TASK ITEM:
All lines of the records below that contain the word "like" must be listed.

SUPPLIED MATERIAL:
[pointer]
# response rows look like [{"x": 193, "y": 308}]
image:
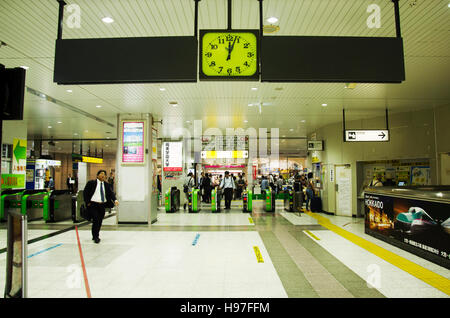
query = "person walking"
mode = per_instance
[
  {"x": 97, "y": 196},
  {"x": 189, "y": 183},
  {"x": 228, "y": 186}
]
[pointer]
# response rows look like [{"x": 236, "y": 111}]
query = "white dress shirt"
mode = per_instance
[{"x": 97, "y": 197}]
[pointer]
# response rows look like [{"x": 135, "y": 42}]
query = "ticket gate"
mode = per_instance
[
  {"x": 77, "y": 202},
  {"x": 215, "y": 200},
  {"x": 60, "y": 206},
  {"x": 172, "y": 200},
  {"x": 247, "y": 201},
  {"x": 35, "y": 204},
  {"x": 194, "y": 201},
  {"x": 270, "y": 200},
  {"x": 10, "y": 200},
  {"x": 293, "y": 200}
]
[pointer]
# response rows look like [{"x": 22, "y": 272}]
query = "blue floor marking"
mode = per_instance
[
  {"x": 47, "y": 249},
  {"x": 196, "y": 240}
]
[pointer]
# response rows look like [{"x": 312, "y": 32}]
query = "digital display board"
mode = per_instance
[
  {"x": 133, "y": 135},
  {"x": 172, "y": 156}
]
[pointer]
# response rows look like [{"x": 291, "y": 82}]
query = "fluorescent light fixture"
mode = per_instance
[{"x": 108, "y": 20}]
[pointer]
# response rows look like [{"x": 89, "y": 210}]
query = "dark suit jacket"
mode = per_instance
[{"x": 89, "y": 191}]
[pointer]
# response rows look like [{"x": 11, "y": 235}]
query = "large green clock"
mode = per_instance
[{"x": 229, "y": 55}]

RESPONSE TO THIS TASK:
# response rows look like [{"x": 193, "y": 308}]
# response rows look like [{"x": 236, "y": 111}]
# response rows look like [{"x": 135, "y": 42}]
# response rows look like [{"x": 22, "y": 272}]
# response rows look like [{"x": 312, "y": 32}]
# response rows look like [{"x": 291, "y": 82}]
# response rows look like [{"x": 89, "y": 210}]
# response rows look like [{"x": 11, "y": 235}]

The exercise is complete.